> Blok Teks:
--

Sukma juga mendesak Otoritas Jasa Keuangan (OJK) dan aparat penegak hukum untuk terlibat aktif mengawasi praktik lelang oleh perbankan agar kepercayaan publik terhadap sistem keuangan tetap terjaga.
Gugatan Masuk Pengadilan, Kuasa Hukum Fitriyanti Buka Suara
Kasus ini telah bergulir ke Pengadilan Negeri Palembang. Kuasa hukum penggugat, yang mewakili seorang perempuan bernama Fitriyanti, mempertanyakan keabsahan proses lelang aset hotel yang dipermasalahkan, terutama karena hingga saat ini belum ada risalah lelang resmi yang diberikan kepada pihak terkait. ‘’Sebenarnya pemenang lelang, dan kenapa risalah lelang tak kunjung disampaikan. Ini menimbulkan tanda tanya besar terkait transparansi dan legalitasnya,” ujar kuasa hukum Lani Novriansyah, SH, Rabu (7/5/2025).
Tak hanya itu, Lani juga menyoroti isu krusial: adanya informasi bahwa uang sebesar Rp.3 miliar telah disiapkan sebelum lelang dilaksanakan. Jika benar, maka patut diduga ada permainan di balik proses tersebut. “Kalau benar uang sebesar itu sudah ‘disiapkan di atas meja’ sebelum proses resmi dilakukan, tentu menimbulkan kecurigaan publik. Ada potensi pelanggaran terhadap prinsip keadilan dan keterbukaan,” tegasnya.
Lani juga menyampaikan pembatalan lelang eksekusi hak tanggungan mengacu pada putusan Mahkamah Agung Nomor 2868/ptdh/2018. Sehingga lelang tersebut dinilai cacat prosedur dan merugikan debitur. “Artinya, kuat dugaan jika lelang bertentangan dengan Peraturan Menteri Keuangan dan dilakukan tanpa memperhatikan iktikad baik kliennya yang ingin melunasi kewajiban. Klien kami ingin melunasi, tapi ditolak oleh pihak bank. Selain itu, nilai objek lelang juga sangat rendah, bahkan di bawah NJOP. Ini bentuk ketidakadilan,” jelasnya.

--

> Baris Data:

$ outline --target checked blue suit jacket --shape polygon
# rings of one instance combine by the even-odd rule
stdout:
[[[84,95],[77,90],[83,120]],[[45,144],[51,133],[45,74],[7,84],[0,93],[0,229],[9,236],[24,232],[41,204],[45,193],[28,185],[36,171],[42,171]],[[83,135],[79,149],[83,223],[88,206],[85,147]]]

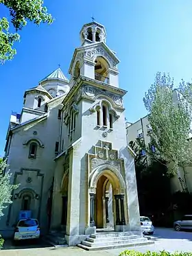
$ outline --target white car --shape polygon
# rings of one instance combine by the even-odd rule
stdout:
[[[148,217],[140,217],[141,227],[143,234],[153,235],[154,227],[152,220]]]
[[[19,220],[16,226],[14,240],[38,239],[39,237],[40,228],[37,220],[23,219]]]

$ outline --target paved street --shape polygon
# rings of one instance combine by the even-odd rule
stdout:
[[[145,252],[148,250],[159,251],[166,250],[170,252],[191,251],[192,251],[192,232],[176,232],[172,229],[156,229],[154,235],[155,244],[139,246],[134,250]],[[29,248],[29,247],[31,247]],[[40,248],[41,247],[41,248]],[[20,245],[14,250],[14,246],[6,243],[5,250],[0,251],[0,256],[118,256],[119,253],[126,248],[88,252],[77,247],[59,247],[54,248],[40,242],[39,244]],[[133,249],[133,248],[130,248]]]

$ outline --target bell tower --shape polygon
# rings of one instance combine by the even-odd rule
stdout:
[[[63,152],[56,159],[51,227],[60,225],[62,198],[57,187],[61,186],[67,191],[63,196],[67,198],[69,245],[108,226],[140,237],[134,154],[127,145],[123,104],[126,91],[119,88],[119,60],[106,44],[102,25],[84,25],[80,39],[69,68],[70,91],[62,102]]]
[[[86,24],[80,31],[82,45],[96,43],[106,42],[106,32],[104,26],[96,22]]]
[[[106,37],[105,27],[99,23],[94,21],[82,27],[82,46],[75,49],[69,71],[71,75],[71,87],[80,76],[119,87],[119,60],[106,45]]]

--

> Soal dan Tugas:
**a)** Dalam teks tentang gugatan lelang aset hotel, mengapa kuasa hukum penggugat mempertanyakan keabsahan proses lelang tersebut? Jelaskan dalam satu sampai tiga kalimat.
**b)** Bisakah Anda melanjutkan teks tentang gugatan lelang aset hotel ini mulai dari kalimat terakhirnya?

> Kunci Jawaban:
**a)** Kuasa hukum penggugat mempertanyakan keabsahan lelang terutama karena sampai sekarang belum ada risalah lelang resmi yang diberikan kepada pihak terkait. Menurutnya, hal ini menimbulkan tanda tanya besar soal transparansi dan legalitas lelang.

**b)**
la menilai putusan MA menjadi koreksi atas arogansi lembaga keuangan yang mengabaikan hak debitur. “Lelang seperti ini wajib dibatalkan demi hukum,” katanya.
Bukan hanya itu, Kuasa hukum menegaskan bahwa tanggung jawab utama dalam perkara ini tetap ada pada Tergugat 1, yang merupakan debitur sekaligus pemilik aset.
Pihaknya juga menunggu hasil mediasi pada 15 Mei mendatang guna memperoleh kejelasan lebih lanjut.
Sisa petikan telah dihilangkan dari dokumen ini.